> _Input records_
--------------------------------
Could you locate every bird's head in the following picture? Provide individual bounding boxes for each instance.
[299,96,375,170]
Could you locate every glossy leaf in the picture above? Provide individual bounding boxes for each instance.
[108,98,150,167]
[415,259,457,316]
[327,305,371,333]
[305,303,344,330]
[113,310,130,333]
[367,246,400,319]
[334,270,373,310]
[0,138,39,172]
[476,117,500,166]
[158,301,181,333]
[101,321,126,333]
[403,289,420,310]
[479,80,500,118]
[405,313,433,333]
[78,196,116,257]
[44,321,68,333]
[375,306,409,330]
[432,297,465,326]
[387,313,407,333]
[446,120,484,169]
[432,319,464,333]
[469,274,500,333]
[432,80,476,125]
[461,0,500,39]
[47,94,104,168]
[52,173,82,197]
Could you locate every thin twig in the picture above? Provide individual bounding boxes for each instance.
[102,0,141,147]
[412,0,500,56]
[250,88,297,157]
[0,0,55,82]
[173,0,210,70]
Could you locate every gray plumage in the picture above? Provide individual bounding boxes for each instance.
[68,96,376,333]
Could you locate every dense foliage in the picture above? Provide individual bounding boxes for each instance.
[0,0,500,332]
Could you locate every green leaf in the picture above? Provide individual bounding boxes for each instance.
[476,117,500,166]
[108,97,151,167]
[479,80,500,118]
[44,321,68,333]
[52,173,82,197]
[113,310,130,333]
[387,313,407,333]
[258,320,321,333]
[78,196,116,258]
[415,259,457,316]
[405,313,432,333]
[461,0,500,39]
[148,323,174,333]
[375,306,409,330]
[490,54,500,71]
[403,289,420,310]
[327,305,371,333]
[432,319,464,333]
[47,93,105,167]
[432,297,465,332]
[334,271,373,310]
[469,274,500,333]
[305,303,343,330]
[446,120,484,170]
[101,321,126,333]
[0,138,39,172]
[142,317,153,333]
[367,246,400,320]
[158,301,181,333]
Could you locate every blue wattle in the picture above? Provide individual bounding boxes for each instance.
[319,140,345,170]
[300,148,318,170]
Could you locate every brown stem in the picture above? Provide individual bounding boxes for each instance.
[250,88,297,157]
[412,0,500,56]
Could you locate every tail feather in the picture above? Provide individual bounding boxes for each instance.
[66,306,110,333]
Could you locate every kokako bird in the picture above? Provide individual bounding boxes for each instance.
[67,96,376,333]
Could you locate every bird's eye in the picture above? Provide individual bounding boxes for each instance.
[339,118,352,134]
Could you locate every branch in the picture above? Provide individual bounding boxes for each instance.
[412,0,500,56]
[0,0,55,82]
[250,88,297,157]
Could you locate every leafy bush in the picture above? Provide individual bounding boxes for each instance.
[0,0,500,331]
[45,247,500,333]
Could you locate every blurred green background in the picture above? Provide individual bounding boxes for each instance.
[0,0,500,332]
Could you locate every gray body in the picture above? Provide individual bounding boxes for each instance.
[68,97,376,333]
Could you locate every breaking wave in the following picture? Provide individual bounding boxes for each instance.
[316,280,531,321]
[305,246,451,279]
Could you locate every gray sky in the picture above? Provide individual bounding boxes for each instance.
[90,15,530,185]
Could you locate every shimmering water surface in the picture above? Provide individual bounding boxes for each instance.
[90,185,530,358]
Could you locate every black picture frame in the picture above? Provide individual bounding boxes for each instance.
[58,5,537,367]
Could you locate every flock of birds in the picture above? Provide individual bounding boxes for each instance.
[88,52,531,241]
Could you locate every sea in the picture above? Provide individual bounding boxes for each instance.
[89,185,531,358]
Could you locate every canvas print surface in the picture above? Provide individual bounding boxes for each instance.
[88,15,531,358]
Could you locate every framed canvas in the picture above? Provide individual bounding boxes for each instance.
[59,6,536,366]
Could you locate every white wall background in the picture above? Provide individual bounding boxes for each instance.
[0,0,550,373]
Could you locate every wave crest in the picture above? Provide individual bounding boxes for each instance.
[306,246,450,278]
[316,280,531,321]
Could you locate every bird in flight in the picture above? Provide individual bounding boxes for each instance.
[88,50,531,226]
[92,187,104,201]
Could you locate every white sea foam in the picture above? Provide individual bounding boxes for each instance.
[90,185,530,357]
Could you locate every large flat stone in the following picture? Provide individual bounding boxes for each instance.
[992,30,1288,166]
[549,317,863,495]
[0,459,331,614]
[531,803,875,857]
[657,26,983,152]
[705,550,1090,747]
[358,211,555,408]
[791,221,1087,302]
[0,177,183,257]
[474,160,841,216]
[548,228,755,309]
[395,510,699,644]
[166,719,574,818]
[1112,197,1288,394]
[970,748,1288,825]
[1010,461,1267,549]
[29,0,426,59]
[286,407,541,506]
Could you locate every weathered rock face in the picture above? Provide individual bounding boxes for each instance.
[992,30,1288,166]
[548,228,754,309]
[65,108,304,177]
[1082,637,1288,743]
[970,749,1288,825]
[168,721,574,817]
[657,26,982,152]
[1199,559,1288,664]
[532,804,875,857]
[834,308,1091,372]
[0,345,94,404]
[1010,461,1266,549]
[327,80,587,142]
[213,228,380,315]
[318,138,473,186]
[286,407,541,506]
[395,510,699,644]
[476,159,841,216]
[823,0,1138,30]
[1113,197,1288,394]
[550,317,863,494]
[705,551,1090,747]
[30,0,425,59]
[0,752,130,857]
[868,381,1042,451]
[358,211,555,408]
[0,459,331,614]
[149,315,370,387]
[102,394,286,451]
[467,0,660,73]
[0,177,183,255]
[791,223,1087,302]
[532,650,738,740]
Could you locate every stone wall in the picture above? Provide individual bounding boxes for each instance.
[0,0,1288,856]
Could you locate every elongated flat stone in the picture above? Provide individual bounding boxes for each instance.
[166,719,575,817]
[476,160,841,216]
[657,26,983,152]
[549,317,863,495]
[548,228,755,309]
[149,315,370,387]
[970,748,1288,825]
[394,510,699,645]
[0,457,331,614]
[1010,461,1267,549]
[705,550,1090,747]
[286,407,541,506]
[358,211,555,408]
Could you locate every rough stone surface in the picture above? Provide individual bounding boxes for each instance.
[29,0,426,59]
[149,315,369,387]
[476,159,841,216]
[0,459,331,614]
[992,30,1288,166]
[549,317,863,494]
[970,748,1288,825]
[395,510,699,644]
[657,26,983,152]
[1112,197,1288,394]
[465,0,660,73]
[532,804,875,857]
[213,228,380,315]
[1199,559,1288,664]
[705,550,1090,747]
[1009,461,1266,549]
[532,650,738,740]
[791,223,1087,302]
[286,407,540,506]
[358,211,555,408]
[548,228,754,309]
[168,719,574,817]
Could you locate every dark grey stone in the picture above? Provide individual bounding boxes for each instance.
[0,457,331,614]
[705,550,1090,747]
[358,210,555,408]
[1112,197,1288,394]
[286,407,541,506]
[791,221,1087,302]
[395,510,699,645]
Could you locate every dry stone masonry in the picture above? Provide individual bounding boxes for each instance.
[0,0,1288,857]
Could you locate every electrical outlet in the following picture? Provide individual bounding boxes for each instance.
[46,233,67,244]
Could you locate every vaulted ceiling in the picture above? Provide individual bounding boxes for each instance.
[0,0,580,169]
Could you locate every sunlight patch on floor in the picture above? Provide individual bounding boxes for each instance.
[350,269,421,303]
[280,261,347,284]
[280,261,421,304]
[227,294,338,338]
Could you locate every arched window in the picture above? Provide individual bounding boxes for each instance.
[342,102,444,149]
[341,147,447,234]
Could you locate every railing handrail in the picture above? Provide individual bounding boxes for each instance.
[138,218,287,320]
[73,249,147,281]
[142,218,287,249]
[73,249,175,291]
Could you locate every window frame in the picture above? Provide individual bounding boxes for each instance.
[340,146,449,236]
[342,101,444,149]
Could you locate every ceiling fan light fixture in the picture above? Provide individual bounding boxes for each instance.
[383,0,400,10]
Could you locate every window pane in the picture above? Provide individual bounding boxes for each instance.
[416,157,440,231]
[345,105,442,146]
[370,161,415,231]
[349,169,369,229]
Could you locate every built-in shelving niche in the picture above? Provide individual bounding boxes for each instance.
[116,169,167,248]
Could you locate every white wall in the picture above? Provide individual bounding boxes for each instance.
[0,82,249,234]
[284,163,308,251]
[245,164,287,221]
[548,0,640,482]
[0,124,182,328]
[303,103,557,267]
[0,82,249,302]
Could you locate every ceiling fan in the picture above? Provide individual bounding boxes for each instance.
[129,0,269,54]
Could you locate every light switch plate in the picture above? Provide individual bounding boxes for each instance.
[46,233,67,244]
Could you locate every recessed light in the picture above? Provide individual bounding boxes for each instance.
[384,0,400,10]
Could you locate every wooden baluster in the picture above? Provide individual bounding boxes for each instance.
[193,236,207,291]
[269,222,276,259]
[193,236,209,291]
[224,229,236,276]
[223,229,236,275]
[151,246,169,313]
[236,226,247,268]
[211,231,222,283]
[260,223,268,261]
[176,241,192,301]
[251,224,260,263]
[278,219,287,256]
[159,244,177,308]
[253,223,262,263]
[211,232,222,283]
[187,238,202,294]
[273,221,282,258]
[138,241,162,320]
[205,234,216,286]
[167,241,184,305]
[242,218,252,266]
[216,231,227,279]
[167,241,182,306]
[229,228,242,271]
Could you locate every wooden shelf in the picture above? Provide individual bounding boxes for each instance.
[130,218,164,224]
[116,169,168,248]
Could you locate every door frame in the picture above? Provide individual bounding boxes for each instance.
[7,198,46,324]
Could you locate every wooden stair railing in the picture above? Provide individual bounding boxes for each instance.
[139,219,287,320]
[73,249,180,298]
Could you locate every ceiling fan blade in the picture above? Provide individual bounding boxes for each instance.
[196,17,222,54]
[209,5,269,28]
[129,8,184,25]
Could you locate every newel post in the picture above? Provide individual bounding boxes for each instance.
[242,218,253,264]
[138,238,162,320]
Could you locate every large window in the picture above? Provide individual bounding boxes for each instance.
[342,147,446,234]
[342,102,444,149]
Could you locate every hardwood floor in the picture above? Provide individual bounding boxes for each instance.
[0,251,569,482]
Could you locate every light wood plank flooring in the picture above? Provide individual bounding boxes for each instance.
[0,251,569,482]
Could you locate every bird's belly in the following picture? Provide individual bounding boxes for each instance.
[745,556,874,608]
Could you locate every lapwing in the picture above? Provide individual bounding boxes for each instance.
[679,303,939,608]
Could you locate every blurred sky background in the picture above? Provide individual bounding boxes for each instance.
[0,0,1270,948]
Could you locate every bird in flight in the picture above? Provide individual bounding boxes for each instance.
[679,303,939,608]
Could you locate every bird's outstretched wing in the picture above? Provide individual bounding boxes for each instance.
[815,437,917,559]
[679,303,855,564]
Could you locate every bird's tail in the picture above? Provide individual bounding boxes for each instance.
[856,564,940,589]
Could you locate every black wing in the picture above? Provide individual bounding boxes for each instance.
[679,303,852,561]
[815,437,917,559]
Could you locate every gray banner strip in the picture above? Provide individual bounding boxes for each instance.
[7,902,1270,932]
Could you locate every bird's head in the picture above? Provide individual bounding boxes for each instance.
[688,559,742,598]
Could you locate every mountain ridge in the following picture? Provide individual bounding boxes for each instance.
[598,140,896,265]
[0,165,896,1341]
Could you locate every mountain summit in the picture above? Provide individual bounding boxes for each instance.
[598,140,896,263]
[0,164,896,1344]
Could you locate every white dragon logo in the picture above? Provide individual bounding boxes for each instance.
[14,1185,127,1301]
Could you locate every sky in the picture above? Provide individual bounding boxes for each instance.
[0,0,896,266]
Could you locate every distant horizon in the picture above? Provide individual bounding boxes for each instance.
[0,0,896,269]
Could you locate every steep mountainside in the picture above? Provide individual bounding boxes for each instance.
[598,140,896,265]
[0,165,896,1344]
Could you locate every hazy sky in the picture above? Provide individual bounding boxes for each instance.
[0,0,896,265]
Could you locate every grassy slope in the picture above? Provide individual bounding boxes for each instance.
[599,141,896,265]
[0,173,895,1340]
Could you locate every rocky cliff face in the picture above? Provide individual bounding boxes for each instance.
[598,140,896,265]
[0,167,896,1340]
--------------------------------
> _Given request_
Copy out the stretch of the material from the line containing "Could you locate every vaulted" through the line containing "[0,0,580,169]", word for word.

> _Exercise solution_
Could you locate every vaulted ceiling in the picture above? Provide individual bounding boxes for each instance.
[0,0,580,169]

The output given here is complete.